Count how many lines in the entries contain the word "street", matching case exactly. Give only that number.

■ ■ ■ ■

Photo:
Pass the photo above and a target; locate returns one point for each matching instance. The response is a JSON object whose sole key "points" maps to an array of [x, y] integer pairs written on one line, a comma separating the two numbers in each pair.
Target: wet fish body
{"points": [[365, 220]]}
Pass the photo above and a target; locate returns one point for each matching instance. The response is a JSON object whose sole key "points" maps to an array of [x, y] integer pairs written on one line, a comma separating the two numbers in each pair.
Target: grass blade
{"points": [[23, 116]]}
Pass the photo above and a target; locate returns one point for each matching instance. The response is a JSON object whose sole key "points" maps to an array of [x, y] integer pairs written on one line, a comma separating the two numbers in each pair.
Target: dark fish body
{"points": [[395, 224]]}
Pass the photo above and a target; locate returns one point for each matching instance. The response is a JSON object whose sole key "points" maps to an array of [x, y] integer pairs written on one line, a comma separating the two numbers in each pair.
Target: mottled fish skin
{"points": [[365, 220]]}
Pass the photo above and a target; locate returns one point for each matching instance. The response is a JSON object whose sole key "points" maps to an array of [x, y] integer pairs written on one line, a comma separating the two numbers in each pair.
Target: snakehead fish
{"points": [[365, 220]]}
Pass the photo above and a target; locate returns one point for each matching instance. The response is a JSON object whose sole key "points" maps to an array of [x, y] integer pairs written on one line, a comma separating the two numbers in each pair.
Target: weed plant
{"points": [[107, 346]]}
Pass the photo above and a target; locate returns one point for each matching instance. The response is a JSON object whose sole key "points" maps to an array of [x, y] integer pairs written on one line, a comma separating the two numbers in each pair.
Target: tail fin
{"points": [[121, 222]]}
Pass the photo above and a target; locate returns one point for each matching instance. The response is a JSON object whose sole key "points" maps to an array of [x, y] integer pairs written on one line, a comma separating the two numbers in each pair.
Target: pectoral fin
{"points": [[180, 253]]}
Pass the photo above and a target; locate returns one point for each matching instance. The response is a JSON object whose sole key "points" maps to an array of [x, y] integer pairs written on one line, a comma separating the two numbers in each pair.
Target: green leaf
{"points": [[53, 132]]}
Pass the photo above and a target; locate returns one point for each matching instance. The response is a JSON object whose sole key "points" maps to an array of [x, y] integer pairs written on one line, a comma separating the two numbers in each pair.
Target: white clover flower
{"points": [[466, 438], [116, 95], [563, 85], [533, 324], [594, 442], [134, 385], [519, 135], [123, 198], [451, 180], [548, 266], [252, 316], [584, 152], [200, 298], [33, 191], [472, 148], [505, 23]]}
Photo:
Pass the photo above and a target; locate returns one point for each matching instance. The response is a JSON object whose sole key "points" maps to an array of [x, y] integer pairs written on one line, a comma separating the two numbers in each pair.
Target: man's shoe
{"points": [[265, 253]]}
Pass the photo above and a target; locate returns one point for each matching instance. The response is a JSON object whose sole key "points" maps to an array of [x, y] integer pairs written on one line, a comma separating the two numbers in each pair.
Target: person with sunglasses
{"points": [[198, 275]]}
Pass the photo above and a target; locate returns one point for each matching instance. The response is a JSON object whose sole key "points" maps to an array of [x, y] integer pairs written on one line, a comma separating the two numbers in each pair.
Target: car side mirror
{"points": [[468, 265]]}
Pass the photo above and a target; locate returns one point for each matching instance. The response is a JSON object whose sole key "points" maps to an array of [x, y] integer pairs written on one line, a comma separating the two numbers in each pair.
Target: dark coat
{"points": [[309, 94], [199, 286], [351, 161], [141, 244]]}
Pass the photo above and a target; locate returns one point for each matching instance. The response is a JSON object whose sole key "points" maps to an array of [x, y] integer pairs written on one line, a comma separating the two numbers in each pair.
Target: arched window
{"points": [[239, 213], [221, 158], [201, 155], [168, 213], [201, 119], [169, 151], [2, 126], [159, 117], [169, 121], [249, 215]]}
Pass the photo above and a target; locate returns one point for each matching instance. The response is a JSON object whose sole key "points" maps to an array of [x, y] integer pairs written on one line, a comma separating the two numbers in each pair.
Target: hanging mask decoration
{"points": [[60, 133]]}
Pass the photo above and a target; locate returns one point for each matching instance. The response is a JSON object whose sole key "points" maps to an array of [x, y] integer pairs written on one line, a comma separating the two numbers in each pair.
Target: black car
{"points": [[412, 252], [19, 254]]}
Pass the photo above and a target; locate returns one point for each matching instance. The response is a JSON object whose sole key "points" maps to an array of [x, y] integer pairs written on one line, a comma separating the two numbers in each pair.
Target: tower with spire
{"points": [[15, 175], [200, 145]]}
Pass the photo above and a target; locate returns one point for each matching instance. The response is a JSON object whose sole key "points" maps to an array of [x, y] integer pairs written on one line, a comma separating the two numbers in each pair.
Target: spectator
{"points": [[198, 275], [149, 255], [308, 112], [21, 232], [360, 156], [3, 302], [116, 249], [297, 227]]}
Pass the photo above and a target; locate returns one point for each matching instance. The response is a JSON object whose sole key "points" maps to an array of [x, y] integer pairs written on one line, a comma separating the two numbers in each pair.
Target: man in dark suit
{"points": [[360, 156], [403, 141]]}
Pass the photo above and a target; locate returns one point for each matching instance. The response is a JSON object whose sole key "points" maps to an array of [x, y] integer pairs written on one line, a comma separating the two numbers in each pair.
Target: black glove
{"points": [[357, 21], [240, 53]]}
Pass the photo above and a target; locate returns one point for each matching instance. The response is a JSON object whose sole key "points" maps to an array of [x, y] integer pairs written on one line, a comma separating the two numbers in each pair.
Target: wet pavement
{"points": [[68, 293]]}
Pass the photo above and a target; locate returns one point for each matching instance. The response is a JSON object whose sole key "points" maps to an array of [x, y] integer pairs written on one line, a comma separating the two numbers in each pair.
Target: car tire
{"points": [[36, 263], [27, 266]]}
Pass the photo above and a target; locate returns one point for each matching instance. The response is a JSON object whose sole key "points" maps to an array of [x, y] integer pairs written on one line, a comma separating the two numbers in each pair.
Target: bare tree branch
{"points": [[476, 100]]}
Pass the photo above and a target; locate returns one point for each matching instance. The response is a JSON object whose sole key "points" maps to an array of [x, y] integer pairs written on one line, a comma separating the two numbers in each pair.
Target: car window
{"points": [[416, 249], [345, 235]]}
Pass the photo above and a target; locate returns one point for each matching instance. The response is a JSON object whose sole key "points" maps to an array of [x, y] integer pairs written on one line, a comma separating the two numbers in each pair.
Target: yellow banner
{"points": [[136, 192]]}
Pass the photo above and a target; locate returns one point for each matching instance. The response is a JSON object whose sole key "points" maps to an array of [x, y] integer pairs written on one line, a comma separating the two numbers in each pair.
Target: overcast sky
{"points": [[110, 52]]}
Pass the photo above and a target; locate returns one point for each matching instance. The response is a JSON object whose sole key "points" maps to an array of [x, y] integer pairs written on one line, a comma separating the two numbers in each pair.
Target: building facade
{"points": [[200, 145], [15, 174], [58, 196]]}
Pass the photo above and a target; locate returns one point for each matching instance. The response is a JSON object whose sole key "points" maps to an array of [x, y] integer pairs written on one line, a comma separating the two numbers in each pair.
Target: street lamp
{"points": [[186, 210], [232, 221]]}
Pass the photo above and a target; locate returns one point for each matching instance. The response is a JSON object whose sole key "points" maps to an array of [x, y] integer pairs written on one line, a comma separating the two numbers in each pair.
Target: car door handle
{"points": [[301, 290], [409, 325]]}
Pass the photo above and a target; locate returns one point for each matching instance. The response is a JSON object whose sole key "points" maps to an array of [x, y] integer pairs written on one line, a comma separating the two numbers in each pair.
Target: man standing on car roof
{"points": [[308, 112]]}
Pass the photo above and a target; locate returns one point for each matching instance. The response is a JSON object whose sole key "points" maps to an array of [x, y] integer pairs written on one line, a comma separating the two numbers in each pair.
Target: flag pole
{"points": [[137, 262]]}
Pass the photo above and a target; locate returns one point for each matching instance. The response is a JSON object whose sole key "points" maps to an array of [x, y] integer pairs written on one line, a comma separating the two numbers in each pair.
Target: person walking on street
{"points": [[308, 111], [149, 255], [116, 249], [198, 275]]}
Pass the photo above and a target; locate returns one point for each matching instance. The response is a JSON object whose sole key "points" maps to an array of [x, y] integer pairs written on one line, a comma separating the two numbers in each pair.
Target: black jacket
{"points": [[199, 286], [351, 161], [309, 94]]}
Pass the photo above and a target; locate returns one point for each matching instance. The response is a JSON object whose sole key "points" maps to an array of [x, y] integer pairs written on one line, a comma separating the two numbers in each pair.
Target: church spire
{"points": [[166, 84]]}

■ ■ ■ ■

Exercise result:
2